Requirements:
Reproduce each of the records below word for word, with no line altered, added, or left out.

Information supplied:
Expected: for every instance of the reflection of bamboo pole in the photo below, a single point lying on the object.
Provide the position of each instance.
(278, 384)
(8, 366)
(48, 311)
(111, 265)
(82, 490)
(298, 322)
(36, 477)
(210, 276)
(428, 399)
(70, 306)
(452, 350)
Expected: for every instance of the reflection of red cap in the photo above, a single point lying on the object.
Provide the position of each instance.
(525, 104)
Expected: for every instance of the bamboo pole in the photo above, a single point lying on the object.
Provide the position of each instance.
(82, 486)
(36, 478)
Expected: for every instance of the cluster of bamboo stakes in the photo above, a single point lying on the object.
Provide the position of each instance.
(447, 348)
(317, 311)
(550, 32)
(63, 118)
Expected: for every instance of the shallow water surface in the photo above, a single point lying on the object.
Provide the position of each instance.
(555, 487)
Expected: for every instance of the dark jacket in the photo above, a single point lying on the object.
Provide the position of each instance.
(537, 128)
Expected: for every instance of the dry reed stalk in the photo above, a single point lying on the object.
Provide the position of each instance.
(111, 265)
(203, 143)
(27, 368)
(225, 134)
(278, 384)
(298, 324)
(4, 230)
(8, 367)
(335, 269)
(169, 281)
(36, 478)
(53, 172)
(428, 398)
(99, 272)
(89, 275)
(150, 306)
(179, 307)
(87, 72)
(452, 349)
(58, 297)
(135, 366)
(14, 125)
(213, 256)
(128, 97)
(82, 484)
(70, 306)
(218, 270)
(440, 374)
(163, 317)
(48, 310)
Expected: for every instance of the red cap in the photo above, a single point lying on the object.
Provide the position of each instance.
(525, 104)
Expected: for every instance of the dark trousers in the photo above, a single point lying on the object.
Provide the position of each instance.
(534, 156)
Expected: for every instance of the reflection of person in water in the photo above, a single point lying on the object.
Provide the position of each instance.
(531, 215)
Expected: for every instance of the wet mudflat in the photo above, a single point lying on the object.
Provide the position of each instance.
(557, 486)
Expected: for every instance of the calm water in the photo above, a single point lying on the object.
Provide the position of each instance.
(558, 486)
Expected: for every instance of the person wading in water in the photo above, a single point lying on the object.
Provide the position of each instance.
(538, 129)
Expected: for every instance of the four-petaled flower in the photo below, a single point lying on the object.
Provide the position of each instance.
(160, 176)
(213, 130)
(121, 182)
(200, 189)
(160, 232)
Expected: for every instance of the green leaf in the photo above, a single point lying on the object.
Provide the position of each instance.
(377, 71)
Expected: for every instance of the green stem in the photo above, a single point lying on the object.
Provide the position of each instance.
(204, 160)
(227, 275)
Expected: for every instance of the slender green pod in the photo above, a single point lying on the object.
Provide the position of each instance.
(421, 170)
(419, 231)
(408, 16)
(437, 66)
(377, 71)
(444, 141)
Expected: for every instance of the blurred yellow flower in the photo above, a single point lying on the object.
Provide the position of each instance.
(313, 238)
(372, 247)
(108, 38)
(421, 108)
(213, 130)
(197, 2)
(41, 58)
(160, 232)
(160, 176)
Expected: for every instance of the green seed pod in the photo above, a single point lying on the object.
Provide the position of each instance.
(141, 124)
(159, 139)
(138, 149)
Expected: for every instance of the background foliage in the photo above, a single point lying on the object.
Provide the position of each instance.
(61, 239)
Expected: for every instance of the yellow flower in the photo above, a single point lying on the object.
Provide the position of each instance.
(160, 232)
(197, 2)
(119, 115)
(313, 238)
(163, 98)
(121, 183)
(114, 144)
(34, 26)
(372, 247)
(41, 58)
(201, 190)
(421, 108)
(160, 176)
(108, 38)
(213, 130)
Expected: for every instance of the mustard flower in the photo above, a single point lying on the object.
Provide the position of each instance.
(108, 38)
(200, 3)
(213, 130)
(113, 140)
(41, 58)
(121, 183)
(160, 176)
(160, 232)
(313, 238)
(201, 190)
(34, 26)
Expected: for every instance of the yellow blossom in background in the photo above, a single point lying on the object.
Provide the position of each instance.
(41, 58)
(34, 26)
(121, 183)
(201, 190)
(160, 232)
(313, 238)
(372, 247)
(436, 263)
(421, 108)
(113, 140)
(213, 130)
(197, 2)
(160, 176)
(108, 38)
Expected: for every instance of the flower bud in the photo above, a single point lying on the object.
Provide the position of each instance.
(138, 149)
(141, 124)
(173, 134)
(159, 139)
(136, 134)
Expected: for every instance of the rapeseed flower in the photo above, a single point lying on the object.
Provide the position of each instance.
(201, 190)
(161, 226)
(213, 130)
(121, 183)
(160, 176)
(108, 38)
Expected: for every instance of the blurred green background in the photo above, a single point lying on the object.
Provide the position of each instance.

Result of the exercise:
Expected: for every instance of the reflection of bamboo pole in the photo below, a single point lying on the object.
Provide the position of each instance.
(278, 384)
(8, 366)
(48, 311)
(111, 265)
(82, 490)
(298, 322)
(36, 477)
(210, 276)
(428, 399)
(70, 306)
(452, 350)
Expected: for every instance of the reflection of red cap in the photo above, a single point lying on the object.
Provide the position of each instance.
(525, 104)
Expected: for every instance of the bamboo pole in the photo above, a single point lying on the object.
Provide the position of each instance.
(82, 486)
(36, 478)
Expected: for every instance of the cluster of bamboo stakes in the photo above, a single point lying on the object.
Provide the position of each instance.
(447, 348)
(317, 311)
(550, 32)
(63, 118)
Expected: for every instance of the shallow water surface in the photo above, a single point lying on the object.
Provide the position of each instance.
(555, 487)
Expected: for every instance of the dark jacket in the photo above, a single point lying on the object.
Provide the position of each instance.
(537, 128)
Expected: for every instance of the dry reed stalk in the photo above, a single point lying on the object.
Provide the position of each instance.
(111, 265)
(203, 143)
(27, 368)
(225, 134)
(278, 384)
(298, 324)
(4, 230)
(8, 367)
(335, 269)
(169, 281)
(36, 478)
(53, 172)
(428, 398)
(99, 272)
(89, 275)
(150, 306)
(179, 307)
(87, 72)
(452, 349)
(58, 297)
(135, 366)
(14, 125)
(213, 256)
(128, 97)
(82, 484)
(70, 306)
(218, 270)
(440, 374)
(163, 317)
(48, 310)
Expected: for every instance of the red cap in the photo above, a single point lying on the object.
Provide the position of each instance.
(525, 104)
Expected: for every instance of the dark trousers in the photo above, a single point lying on the object.
Provide the position of each instance.
(534, 156)
Expected: for every instance of the reflection of person in water in the photo above, a single point lying on the object.
Provide the position of each instance.
(531, 215)
Expected: for every instance of the wet mudflat in the photo above, a single point lying on the object.
Provide the position of each instance.
(557, 486)
Expected: for every instance of the calm water in the photo above, a single point lying on the object.
Provide the position of each instance.
(558, 486)
Expected: for every instance of the person wading in water in the photo above, a single point lying on the object.
Provide the position of each instance.
(538, 129)
Expected: for every instance of the four-petaled flower in the photo below, a single point lying on the object.
Provide the position of each instance.
(160, 176)
(213, 130)
(121, 182)
(200, 189)
(160, 232)
Expected: for every instance of the green leaf in the photo above, a single point lying on the object.
Provide the position of each instance.
(377, 71)
Expected: for every instance of the green stem in the photo above, a single point lying on the object.
Provide the position of each instance.
(204, 160)
(227, 275)
Expected: for every instance of the slender green pod in the photo above, a single point lying on the object.
Provide the position of each instance.
(421, 170)
(419, 231)
(408, 16)
(437, 66)
(377, 71)
(444, 141)
Expected: for every instance of the blurred yellow flower in the photo above, a single point lying on the object.
Provide the position of each instance.
(313, 238)
(372, 247)
(108, 38)
(421, 108)
(213, 130)
(197, 2)
(41, 58)
(160, 232)
(160, 176)
Expected: for every instance of the green seed pod in the photo above, a single point lying on the object.
Provide the position of each instance.
(141, 124)
(159, 139)
(138, 149)
Expected: for every instance of the background foliage in the photo above, a single point lying on the object.
Provide the position of each instance.
(61, 239)
Expected: for every instance of the yellow flower in the photo above, a single point lying on the object.
Provide the position of each instance.
(160, 232)
(197, 2)
(119, 115)
(313, 238)
(163, 98)
(121, 183)
(114, 144)
(34, 26)
(372, 247)
(41, 58)
(201, 190)
(421, 108)
(160, 176)
(108, 38)
(213, 130)
Expected: for every instance of the mustard flower in the photo above, a single point lying on the object.
Provide the position of each instance.
(108, 38)
(200, 3)
(213, 130)
(113, 140)
(41, 58)
(121, 183)
(160, 176)
(160, 232)
(313, 238)
(201, 190)
(34, 26)
Expected: for every instance of the yellow blossom in background in the photo above, a single point lying on the object.
Provide the position of each instance.
(41, 58)
(34, 26)
(121, 183)
(201, 190)
(160, 232)
(313, 238)
(372, 247)
(436, 263)
(421, 108)
(113, 140)
(213, 130)
(197, 2)
(160, 176)
(108, 38)
Expected: for every instance of the flower bud in the photo above, a single point lying on the object.
Provide the position of each instance.
(138, 149)
(141, 124)
(173, 134)
(159, 139)
(136, 134)
Expected: for every instance of the rapeseed flower in the photo above, a single point lying on the object.
Provide the position of each instance.
(201, 190)
(161, 226)
(213, 130)
(121, 183)
(160, 176)
(108, 38)
Expected: for every instance of the blurred green background in the photo above, a single point lying on the object.
Provide the position of each instance.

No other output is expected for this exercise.